Work required »
Copy out the listing below, keeping every character as is.

Supplied information »

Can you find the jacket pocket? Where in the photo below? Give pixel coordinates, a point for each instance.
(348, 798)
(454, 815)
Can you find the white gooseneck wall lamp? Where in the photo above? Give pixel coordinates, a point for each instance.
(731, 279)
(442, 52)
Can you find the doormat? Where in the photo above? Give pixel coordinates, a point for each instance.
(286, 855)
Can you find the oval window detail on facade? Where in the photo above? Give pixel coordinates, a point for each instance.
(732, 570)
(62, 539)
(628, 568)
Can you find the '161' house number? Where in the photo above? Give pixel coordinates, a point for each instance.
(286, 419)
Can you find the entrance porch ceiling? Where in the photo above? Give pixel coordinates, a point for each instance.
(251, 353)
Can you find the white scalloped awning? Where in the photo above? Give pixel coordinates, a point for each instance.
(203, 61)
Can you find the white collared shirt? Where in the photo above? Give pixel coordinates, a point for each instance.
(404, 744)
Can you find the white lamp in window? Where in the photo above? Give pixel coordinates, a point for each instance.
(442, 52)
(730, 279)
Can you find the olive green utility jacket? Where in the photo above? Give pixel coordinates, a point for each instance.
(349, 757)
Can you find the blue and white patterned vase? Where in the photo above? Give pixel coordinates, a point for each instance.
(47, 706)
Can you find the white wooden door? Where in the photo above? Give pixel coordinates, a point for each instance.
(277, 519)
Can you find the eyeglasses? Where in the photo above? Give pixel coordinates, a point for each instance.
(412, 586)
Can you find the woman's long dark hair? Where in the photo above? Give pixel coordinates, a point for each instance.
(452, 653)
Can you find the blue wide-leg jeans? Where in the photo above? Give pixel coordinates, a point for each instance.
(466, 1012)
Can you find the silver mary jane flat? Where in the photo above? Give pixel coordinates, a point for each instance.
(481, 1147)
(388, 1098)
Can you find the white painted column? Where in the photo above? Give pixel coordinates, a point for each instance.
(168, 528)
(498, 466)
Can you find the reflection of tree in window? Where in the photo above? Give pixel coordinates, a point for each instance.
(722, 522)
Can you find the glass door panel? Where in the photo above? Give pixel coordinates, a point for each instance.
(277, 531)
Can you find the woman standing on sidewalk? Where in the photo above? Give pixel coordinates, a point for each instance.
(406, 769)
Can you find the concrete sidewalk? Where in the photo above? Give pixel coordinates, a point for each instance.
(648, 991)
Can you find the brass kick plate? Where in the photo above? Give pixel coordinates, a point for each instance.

Result of the task »
Can you find the jacket pocket? Where in the photo below? Give pixel coordinates, a point for each instance.
(348, 798)
(454, 815)
Can you find the white gooseneck wall lamp? Where in the photo above? Give pixel coordinates, a point for each instance.
(731, 279)
(442, 52)
Can you find the doormat? Where in the photo above? Give pixel coordinates, a point for each instance.
(286, 855)
Can you find the oval window detail on facade? Where in the photo above? Give pixel coordinates, a point for each instance.
(732, 570)
(62, 539)
(628, 568)
Can you find the '161' house number? Where in the photo above? Give pixel coordinates, a point for each instance.
(286, 419)
Can you find the entrance porch ceiling? Where in the photo above? Give pixel coordinates, a point for each instance.
(251, 353)
Can you find the white scalloped awning? Where in the photo above? Give pixel coordinates, a point for each instance.
(203, 61)
Can you find the white collared shirt? Where in the photo above? Give pixel coordinates, a point for each instance.
(404, 744)
Can you find the white lamp in window? Where in the photo above? Give pixel coordinates, a point for each instance.
(442, 52)
(730, 279)
Can you find the olive green utility jacket? Where in the photo above? Give pixel coordinates, a point for each instance.
(349, 757)
Can you find the blue and white patterned vase? Where in the photo above? Give pixel coordinates, a point for each instance.
(47, 706)
Can you find the white wooden door? Where in the photo above? Give pixel coordinates, a point for each instance.
(277, 519)
Can you find the eyeglasses? Where in the photo above? Give pixel coordinates, a point for each instance.
(412, 586)
Can you find the woman's long dark hair? Where in the photo above? Give pixel coordinates, a point for each instance.
(452, 653)
Can you find the blue wide-leg jeans? Where in the photo above? Give pixel coordinates, a point for each instance.
(466, 1012)
Can you find the silver mary jane flat? Where in the photo above? Give pixel coordinates, a point for each instance.
(481, 1147)
(388, 1098)
Can you find the white painted column? Where in the photo above? Give pixel coordinates, a point for each instance.
(168, 528)
(498, 466)
Can you find the reflection of tree in window? Where in the photo above? Give pixel coordinates, a point for each instance.
(722, 522)
Can you find the glass door panel? Where in the photo above? Give pixel coordinates, a point for each instance.
(277, 531)
Can you find the woman standing on sidewalk? Where in the photo above? Give pixel coordinates, a point for each instance.
(406, 769)
Can you find the concrete sidewalk? Where in the photo above? Give pixel coordinates, a point for each instance.
(648, 991)
Can you find the brass kick plate? Where in the photo above? Give pixel coordinates, a point for each instance.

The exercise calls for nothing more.